== Problem ==
Rewrite each row, changing "vacant lot" to "empty parcel" and leaving everything else as it is.

== Given records ==
— start —

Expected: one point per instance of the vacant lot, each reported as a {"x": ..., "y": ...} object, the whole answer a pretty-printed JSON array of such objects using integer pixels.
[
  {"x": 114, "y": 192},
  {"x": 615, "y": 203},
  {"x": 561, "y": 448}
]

— end —

== Complete output ==
Expected: one point per instance of the empty parcel, each reported as a {"x": ..., "y": ...} object, the whole answer a pretty-printed JSON array of such objects using integer pixels.
[
  {"x": 114, "y": 192},
  {"x": 615, "y": 203},
  {"x": 561, "y": 448}
]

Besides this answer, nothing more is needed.